- **Excerpt provided**
Last week the New York State Comptroller’s Office released a report reviewing the fiscal situation of school districts throughout the State. The City School District of New Rochelle was classified as being under “Moderate Fiscal Stress”.
THIS PUTS NEW ROCHELLE IN THE BOTTOM 5% OF ALL 674 SCHOOL DISTRICTS REVIEWED.
There were only 23 school districts given this designation. If it makes you feel better, there were 12 school districts that were considered worse off than us with a designation of “Significant Fiscal Stress”.
How did we get this score?
70% of the grade was tied to the way the District manages its budget. Any district that spends more money than it takes in and has to dip into its reserve fund gets a bad grade. The reserve fund is a rainy day fund set aside to meet unanticipated expenses. Over the past 3 years, the School District has burned through its reserve fund at an alarming rate while, at the same time, laying off teachers, shutting programs, and raising our taxes by more than 12%.
Our grade in managing our reserve fund was equivalent to a 50%, which is an F.
Our grade in managing our operating budget was equivalent to a 33%, which is a low F.
Incidentally, we came within a hair of getting a 0% on this last part, which is the worst score you can get.
The other 30% of the grade was related to the District’s balance sheet. The State looked at our cash balances and our cash flow.
We received a very high grade for cash balances. That’s the good news. The bad news is that we had all of that cash because we borrowed money every year.
Added together, our grade in managing our balance sheet was equivalent to a 50%, another F.
What is the Board of Education’s explanation?

- **Records**
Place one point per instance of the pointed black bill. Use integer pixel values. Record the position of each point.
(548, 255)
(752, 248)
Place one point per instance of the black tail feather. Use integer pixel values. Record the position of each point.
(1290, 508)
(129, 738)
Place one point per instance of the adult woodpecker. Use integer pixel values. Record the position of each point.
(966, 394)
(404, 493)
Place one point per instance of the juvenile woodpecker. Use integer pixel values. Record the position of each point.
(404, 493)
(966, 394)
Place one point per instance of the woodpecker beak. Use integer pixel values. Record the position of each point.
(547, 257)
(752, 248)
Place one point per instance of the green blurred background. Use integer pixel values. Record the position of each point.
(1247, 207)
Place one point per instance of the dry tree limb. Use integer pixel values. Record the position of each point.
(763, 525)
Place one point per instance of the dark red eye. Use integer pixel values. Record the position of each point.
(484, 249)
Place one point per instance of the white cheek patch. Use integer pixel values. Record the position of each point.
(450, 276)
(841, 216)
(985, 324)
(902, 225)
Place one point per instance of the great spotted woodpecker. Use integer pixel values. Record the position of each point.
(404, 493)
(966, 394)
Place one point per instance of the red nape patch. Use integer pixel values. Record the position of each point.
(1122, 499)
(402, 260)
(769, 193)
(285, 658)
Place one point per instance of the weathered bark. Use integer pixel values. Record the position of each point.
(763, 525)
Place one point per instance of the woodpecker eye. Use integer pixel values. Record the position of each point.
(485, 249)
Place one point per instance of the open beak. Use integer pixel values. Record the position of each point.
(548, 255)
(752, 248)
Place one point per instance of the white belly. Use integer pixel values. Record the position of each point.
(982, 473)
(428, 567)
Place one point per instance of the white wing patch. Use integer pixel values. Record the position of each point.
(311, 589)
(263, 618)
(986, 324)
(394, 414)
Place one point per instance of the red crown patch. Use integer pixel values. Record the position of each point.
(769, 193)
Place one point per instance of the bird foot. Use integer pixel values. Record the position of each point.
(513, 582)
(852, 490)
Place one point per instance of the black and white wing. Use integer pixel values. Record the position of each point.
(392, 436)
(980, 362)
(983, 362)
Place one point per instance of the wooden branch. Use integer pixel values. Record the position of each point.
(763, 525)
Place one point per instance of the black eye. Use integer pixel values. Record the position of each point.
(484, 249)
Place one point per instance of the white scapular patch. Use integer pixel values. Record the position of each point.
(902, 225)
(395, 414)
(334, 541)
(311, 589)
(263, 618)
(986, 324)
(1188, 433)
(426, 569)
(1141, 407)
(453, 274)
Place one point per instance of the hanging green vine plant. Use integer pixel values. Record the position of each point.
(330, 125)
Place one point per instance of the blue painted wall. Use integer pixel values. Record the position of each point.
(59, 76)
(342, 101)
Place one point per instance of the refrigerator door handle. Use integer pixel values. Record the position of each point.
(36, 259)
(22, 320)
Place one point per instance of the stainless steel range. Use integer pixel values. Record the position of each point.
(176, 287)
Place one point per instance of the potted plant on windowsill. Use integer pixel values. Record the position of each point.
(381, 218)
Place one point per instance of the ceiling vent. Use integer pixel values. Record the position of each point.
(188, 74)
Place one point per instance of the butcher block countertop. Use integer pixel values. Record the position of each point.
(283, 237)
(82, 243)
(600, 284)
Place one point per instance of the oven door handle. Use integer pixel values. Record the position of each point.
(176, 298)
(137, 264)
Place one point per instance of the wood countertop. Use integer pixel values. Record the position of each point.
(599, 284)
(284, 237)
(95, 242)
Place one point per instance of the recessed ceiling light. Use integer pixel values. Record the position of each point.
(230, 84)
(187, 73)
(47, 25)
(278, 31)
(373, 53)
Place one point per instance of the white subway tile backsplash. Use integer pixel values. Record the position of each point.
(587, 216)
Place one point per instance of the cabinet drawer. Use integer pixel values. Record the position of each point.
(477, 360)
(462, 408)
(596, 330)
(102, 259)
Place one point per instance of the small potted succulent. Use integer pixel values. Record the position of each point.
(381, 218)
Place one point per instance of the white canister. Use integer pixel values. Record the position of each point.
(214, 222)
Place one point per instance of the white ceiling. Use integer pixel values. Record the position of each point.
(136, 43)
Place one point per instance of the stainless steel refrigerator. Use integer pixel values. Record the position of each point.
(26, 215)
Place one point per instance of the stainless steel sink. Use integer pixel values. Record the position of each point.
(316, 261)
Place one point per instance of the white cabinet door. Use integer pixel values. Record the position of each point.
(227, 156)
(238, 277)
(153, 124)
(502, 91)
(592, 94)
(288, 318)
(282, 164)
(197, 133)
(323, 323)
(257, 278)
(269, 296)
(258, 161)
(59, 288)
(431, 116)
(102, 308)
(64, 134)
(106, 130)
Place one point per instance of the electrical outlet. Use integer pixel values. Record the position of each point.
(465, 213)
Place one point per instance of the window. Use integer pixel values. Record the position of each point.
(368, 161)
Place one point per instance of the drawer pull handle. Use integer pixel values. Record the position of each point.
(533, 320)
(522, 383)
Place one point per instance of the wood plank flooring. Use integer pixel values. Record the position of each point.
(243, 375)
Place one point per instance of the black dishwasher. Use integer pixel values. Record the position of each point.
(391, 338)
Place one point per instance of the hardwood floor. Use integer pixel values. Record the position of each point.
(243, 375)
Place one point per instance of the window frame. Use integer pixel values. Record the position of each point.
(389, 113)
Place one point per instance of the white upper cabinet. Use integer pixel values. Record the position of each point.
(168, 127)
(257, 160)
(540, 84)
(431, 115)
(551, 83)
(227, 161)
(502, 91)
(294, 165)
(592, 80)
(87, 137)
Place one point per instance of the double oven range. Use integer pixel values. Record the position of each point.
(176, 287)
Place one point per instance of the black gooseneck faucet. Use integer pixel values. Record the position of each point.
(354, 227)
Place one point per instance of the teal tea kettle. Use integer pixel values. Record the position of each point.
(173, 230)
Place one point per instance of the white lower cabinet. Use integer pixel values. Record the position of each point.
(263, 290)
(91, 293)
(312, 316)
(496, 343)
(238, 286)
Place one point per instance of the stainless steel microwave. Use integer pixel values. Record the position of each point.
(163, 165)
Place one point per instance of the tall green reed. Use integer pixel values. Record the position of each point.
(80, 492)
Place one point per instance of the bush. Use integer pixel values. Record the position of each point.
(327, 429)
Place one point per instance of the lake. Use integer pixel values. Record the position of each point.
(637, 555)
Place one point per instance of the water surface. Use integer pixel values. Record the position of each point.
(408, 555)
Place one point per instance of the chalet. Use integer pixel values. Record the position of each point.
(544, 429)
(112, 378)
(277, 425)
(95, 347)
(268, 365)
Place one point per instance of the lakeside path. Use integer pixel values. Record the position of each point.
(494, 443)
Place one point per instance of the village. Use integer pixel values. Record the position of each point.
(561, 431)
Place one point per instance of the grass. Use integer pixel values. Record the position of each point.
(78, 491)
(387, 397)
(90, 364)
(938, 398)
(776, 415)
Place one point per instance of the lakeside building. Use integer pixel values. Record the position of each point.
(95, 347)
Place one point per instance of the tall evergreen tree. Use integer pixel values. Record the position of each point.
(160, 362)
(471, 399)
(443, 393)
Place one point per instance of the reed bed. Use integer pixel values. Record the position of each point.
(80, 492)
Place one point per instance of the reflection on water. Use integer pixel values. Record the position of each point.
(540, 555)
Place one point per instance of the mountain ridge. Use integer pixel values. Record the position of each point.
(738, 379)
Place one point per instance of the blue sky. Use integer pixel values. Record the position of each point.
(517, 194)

- **Problems**
- a) According to the piece on New Rochelle's school district finances, how many school districts did the State Comptroller's Office review?
- b) Continue the piece on New Rochelle's school district finances from where it stops.

- **Task responses**
- a) 674 school districts.

- b)
The BOE issued
a statement attributing our failing grade to the following:
1. rising mandated pension contributions and health care costs;
2. negative adjustments in state aid; and
3. the tax cap
However, all of the school districts in the State faced these same issues and yet 95% of them were given a passing grade while we were given a failing grade.
Should We Be Worried?
Absolutely yes. The remedies here are not rocket science. In fact, two advisory committees to the Board of Education have made recommendations that could have saved the School District tens of millions of dollars in recent years. But the Board has been unwilling to make the tough choices, and the community has been unwilling to elect reformers to the Board to change their behavior.
So, we appear to be stuck. Hopefully, the Comptroller’s report will spark the community to elect people to the Board of Education who are able to manage a large budget. If we don’t, we risk cutting the heart out of our school system.
Adam D. Egelberg, CFA
Saving $ Millions While Maintaining/Improving Public Education?
Adam –
I am concerned about the solvency of the New Rochelle Board of Education, and about the maintaining and improving the quality of public education.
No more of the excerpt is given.